*Reading text*

Q    I am showing to you this document marked Exhibit 10 which purports to be a memorandum issued by Mr. Filemon P. Mendoza, assistant director of the export department, dated June 30, 1959.  Do you know this document?
A     Yes, sir.  As a matter of fact, I have my initial there."[20]

The memorandum, Exhibit "11", adverted to by the witness, reads as follows:

"TO             :  The Technical Assistant In-Charge, Producers Division Import Department
"FROM        :  The Technical Assistant In-Charge, Special Studies Division
"SUBJECT : REPUBLIC FLOUR MILLS, INC. - Request for release of a non-recurring exchange allocation of $37,302.51 representing proceeds of its mill feeds export for the month of May, 1959, to be used in the purchase of its mill extension machinery.
"DATE         :  July 3, 1959
"With reference to your memorandum dated July 1, 1959, this is to inform you that our records reveal that the applicant-firm made a shipment of pollard and bran mill-feed under Export License No. 7757 on May 30, 1959 and negotiated on June 5, 1959, in the amount of $37,302.51.
"(SGD.) RUDOLFO L. DE LA ROSA"

The memorandum, Exhibit "10", reads as follows:

"TO          :  The Import Department
FROM      :  The Export Department
SUBJECT:  Republic Flour Mills, Inc.
DATE       : June 30, 1959
"In connection with your memorandum on Republic Flour Mills, Inc. dated June 18, 1959, we are pleased to confirm the data on the export proceeds they have surrendered with the China Banking Corporation as follows:
"January - thru SS SHUNSIE MARU - $ 61,643.56
February - thru SS NANKAI MARU         45,163.76
March     - thru SS TOSAI MARU            37,792.50
April        - thru SS BRAZIL MARU          30,133.28
Total                          $174,733.10
"(Sgd.) FILEMON P. MENDOZA
Assistant Director"

There is, also, a confirmation by the Central Bank of its approval to the extension of the flour mill and its commitment to make available foreign exchange to pay the purchase price, prior to the enactment of the Margin Law, as shown by its letter to the China Banking Corporation, dated July 3, 1959, authorizing the agent bank to make available to the appellant the amount of $22,000.00 for the payment of the erection charges of the additional flour mill equipment.  The said letter reads, as follows:

"TS- 7932
July 3, 1959
"China Banking Corp.

*Goal*
Can you write out the court record excerpt between "Q    I am showing" and "mill extension machinery.", inclusive, switching every "Exhibit" to "Annex"?

*Data rows*
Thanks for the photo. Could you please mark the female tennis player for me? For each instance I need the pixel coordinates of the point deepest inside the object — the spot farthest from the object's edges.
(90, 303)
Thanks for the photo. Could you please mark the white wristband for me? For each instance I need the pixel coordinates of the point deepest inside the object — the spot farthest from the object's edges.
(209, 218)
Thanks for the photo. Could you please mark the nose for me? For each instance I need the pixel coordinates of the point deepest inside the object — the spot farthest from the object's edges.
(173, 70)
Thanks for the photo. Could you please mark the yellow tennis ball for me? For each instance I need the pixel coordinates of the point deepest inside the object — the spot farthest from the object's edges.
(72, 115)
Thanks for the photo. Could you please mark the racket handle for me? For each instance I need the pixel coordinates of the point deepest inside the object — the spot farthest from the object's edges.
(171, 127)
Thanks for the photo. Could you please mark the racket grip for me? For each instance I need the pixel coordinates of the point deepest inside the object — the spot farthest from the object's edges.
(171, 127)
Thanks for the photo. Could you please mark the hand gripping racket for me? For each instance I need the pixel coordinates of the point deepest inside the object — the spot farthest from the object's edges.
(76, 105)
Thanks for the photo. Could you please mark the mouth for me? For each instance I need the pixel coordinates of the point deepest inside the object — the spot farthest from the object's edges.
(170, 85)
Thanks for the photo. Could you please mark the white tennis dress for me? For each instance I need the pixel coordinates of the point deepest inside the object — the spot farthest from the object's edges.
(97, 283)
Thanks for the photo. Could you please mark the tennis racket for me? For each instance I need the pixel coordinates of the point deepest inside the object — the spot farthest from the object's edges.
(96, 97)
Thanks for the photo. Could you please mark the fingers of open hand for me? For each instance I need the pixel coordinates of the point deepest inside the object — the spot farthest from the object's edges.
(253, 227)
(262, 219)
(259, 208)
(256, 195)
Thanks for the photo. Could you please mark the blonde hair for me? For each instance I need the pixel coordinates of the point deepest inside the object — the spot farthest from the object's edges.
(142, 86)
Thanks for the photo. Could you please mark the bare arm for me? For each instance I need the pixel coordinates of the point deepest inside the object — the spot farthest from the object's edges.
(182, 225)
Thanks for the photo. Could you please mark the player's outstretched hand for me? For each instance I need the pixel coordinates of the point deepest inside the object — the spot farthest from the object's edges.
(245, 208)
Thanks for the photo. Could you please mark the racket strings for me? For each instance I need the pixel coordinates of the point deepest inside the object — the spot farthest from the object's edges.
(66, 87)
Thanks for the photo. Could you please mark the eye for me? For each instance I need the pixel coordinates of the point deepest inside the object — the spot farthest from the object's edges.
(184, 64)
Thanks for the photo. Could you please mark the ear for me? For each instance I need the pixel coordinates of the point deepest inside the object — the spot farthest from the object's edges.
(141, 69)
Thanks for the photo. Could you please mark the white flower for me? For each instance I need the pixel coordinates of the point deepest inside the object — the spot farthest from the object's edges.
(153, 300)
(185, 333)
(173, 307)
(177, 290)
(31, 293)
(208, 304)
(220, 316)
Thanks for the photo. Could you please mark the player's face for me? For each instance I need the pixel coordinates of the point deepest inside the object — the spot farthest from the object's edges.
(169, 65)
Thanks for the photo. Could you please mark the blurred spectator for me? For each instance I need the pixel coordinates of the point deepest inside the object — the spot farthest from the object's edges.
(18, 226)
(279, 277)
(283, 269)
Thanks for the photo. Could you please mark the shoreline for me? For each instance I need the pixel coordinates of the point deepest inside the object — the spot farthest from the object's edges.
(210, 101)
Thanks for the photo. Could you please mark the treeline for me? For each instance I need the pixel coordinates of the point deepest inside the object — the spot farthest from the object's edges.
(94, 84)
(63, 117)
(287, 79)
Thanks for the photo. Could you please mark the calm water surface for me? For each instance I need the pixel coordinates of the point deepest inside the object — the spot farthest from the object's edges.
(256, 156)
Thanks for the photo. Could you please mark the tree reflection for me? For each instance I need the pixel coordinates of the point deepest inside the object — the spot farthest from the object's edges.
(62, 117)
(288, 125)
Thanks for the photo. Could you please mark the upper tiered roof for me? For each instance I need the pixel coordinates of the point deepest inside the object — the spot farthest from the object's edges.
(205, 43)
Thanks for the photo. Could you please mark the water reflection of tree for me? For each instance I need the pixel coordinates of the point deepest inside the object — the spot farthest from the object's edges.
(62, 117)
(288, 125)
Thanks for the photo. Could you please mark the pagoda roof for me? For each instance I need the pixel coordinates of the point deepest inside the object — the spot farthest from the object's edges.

*Task answer*
Q    I am showing to you this document marked Annex 10 which purports to be a memorandum issued by Mr. Filemon P. Mendoza, assistant director of the export department, dated June 30, 1959.  Do you know this document?
A     Yes, sir.  As a matter of fact, I have my initial there."[20]

The memorandum, Annex "11", adverted to by the witness, reads as follows:

"TO             :  The Technical Assistant In-Charge, Producers Division Import Department
"FROM        :  The Technical Assistant In-Charge, Special Studies Division
"SUBJECT : REPUBLIC FLOUR MILLS, INC. - Request for release of a non-recurring exchange allocation of $37,302.51 representing proceeds of its mill feeds export for the month of May, 1959, to be used in the purchase of its mill extension machinery.